_WORK TO COMPLETE_: The first line of the entries through the line bearing "Target: solid white line": copy these lines exactly and return nothing else.
[DATA FOR THIS TASK]
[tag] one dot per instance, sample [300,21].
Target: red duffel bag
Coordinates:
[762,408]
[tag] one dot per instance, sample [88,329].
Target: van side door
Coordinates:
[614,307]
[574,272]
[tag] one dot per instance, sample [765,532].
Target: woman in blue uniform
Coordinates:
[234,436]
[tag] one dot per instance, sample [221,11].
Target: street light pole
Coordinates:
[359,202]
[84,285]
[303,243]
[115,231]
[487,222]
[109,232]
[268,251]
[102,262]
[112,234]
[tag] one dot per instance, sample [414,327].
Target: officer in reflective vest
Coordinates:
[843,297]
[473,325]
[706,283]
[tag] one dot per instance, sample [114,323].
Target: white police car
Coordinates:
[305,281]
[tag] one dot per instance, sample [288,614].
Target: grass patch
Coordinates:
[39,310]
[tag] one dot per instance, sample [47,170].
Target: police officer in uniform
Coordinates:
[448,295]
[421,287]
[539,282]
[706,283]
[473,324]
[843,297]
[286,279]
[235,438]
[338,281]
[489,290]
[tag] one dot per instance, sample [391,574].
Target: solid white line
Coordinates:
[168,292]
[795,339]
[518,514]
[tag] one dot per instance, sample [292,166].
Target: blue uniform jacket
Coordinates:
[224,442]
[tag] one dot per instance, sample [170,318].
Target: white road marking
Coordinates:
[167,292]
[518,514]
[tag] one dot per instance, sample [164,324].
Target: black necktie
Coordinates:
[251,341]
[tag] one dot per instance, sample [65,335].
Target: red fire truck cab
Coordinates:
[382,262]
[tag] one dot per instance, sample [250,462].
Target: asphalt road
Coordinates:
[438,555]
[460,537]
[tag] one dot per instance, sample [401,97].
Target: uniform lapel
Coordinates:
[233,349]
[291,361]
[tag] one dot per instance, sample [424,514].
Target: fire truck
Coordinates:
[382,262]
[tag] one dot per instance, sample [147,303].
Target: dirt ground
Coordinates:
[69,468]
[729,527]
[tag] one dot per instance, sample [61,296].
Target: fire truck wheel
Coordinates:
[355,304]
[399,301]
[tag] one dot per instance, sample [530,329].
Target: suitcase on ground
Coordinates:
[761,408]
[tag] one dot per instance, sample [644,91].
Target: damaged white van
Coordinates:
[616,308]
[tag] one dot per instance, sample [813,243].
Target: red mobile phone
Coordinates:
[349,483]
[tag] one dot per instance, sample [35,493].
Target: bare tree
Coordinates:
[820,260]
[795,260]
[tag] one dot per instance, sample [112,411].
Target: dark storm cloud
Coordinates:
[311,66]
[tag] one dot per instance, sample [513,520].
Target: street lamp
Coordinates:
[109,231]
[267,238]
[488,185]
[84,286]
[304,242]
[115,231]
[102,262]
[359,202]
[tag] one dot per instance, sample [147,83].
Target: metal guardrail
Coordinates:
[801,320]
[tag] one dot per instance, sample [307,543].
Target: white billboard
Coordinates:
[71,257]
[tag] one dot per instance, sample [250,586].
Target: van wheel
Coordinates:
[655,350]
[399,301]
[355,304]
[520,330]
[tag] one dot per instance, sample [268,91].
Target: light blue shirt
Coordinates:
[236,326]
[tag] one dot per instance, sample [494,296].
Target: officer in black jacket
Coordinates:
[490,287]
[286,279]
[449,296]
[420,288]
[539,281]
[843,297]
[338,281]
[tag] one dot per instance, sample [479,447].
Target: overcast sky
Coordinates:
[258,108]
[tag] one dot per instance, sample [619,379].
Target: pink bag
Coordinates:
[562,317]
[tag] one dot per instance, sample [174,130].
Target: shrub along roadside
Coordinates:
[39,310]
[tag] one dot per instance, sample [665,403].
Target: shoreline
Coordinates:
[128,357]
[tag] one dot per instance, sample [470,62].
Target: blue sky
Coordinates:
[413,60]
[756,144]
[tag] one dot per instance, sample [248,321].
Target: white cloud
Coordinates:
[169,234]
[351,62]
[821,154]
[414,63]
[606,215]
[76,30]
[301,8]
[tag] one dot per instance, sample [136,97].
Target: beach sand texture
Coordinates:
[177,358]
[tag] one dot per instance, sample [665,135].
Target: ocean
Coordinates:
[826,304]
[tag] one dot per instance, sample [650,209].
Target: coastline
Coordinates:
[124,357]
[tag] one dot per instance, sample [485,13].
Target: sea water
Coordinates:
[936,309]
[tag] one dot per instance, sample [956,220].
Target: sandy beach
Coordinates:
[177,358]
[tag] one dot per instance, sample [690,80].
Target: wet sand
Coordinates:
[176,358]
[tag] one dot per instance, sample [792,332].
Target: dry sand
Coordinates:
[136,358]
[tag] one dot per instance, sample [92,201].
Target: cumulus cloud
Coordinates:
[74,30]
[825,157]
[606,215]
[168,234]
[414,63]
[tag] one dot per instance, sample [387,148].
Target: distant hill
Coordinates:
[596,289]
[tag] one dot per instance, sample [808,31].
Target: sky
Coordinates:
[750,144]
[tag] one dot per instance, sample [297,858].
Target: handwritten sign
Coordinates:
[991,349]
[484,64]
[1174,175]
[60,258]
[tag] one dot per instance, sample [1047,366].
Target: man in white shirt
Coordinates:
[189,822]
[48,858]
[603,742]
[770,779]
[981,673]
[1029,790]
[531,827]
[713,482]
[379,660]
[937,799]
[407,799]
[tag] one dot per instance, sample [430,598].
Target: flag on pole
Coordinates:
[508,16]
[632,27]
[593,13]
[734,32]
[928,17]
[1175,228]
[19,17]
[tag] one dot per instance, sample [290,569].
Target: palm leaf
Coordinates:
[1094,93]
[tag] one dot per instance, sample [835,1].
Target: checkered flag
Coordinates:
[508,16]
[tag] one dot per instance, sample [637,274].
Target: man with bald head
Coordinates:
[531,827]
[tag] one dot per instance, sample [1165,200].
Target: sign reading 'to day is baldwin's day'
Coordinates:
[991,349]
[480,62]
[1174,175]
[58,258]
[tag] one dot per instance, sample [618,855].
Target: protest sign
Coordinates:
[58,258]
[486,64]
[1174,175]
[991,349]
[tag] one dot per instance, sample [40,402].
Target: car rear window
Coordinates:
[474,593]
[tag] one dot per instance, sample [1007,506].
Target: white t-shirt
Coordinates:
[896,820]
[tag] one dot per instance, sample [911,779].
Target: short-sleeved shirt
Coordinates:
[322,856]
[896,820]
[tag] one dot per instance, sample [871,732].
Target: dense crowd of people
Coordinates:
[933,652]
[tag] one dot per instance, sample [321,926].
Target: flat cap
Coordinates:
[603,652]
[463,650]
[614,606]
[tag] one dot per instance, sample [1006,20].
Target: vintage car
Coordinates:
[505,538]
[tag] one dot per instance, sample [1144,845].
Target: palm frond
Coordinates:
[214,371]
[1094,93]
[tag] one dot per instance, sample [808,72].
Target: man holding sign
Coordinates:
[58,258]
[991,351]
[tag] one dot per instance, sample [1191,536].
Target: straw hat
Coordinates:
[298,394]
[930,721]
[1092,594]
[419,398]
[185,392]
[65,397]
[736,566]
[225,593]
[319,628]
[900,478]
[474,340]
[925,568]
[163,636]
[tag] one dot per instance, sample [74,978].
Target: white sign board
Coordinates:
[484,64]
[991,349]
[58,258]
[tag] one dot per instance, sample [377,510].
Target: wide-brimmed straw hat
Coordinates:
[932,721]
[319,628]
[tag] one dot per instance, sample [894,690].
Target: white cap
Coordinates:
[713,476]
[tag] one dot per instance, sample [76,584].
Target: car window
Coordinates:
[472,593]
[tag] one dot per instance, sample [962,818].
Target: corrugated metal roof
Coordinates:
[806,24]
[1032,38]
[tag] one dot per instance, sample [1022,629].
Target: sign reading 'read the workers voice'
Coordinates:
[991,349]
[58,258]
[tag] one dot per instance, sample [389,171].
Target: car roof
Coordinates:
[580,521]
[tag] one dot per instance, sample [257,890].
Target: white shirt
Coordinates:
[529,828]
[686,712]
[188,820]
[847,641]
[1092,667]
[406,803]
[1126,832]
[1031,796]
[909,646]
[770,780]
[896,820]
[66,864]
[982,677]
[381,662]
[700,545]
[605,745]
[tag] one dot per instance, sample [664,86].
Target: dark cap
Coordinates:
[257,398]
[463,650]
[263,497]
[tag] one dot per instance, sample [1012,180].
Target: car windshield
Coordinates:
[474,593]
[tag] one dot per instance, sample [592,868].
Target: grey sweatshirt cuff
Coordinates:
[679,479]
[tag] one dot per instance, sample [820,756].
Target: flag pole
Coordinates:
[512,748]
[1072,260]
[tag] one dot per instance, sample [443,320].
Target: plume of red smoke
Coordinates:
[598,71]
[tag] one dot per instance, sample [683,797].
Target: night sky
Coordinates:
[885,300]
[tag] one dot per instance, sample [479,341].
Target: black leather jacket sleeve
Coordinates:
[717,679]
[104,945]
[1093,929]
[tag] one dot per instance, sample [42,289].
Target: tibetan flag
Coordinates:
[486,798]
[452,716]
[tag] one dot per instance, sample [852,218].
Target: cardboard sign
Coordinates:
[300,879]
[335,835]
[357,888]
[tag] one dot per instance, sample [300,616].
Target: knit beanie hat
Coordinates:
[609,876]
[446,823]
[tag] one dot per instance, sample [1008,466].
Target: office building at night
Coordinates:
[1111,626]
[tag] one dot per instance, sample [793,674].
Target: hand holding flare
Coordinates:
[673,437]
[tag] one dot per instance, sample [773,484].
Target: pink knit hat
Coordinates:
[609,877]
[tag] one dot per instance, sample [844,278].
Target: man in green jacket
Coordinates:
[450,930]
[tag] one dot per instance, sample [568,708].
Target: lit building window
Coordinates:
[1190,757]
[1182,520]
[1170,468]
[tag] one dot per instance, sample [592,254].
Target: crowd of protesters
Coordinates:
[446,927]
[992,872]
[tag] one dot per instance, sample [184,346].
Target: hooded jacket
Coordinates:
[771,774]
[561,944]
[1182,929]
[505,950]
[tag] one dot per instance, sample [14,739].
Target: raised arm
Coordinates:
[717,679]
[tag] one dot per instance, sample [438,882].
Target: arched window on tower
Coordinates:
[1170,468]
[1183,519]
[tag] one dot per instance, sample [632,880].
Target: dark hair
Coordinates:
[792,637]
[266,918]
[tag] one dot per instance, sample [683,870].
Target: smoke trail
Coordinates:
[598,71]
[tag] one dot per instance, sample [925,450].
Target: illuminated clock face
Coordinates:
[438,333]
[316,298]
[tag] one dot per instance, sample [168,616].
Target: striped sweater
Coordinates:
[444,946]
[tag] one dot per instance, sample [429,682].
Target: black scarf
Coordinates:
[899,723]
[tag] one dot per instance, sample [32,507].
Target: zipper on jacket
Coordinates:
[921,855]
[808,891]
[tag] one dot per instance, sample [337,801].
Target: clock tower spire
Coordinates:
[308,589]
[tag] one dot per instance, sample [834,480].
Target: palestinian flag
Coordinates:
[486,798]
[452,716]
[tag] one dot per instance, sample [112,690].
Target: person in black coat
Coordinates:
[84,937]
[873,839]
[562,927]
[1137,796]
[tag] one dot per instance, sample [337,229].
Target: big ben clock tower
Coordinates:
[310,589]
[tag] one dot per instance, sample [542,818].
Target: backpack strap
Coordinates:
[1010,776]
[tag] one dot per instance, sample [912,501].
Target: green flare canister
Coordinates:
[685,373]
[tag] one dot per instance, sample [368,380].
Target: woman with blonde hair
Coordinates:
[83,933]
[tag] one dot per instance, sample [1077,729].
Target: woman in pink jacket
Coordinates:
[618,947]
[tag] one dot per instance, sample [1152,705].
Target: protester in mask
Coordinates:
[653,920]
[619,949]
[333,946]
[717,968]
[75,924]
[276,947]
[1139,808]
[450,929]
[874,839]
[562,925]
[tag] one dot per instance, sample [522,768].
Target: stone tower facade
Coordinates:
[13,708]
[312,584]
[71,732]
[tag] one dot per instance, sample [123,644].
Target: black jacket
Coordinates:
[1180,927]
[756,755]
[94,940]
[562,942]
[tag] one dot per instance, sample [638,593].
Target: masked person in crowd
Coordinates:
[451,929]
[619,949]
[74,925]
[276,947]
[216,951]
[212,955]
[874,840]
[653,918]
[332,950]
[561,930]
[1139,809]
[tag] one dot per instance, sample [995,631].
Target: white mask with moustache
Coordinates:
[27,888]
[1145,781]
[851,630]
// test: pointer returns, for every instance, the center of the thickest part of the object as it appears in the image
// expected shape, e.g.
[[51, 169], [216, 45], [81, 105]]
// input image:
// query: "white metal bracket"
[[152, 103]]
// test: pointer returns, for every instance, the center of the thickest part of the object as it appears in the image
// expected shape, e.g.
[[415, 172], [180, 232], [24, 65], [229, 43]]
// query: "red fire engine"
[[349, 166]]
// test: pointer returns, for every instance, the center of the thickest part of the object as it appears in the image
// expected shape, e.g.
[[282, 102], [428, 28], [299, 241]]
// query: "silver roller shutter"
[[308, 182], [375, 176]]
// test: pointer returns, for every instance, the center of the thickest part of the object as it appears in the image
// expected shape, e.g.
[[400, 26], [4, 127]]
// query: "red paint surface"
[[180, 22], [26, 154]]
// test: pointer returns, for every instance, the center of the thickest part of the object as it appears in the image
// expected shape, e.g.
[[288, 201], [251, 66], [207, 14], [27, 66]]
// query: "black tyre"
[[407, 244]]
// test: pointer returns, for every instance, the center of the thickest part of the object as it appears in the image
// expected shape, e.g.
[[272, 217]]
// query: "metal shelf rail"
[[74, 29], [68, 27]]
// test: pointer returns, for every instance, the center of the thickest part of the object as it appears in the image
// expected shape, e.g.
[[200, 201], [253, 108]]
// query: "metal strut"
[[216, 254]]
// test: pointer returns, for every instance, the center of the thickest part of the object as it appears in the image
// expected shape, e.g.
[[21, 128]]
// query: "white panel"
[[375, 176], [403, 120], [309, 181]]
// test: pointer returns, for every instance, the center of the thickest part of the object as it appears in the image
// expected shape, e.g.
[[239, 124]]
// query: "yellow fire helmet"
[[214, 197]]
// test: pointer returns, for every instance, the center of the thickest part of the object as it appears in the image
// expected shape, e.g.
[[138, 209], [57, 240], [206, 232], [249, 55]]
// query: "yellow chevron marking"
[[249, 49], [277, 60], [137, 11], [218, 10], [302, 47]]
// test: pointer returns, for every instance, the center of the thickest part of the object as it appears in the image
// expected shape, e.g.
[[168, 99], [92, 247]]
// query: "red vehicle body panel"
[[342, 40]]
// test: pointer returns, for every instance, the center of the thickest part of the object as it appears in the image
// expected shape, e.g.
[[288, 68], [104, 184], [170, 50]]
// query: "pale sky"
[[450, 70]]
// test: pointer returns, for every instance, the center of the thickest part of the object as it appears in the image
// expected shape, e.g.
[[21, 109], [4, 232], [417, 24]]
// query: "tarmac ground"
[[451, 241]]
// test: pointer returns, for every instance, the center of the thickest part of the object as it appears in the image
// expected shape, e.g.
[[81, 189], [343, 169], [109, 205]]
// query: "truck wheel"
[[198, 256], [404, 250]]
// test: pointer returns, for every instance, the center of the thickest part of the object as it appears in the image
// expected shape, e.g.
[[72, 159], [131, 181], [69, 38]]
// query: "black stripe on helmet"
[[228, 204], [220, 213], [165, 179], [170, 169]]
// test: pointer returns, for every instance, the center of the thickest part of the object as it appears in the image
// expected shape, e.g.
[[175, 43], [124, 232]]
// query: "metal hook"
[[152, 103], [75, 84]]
[/DATA FOR THIS TASK]
_EXERCISE RESULT_:
[tag] one dot per instance, sample [300,21].
Target: red duffel bag
Coordinates:
[762,408]
[tag] one dot per instance, sample [88,329].
Target: van side door
Coordinates:
[614,307]
[574,272]
[tag] one dot per instance, sample [765,532].
Target: woman in blue uniform
Coordinates:
[234,436]
[tag] one dot per instance, sample [221,11].
Target: street light pole
Coordinates:
[359,202]
[84,285]
[303,243]
[115,231]
[487,222]
[109,232]
[268,251]
[102,262]
[112,234]
[tag] one dot per instance, sample [414,327].
Target: officer in reflective vest
Coordinates:
[843,297]
[473,325]
[706,283]
[tag] one dot per instance, sample [114,323].
Target: white police car
Coordinates:
[305,281]
[tag] one dot per instance, sample [288,614].
Target: grass patch
Coordinates:
[39,310]
[tag] one dot per instance, sample [47,170].
Target: police officer in uniform
Coordinates:
[448,295]
[421,287]
[539,282]
[706,283]
[473,324]
[843,297]
[286,279]
[235,438]
[338,281]
[489,290]
[tag] one dot per instance, sample [391,574].
Target: solid white line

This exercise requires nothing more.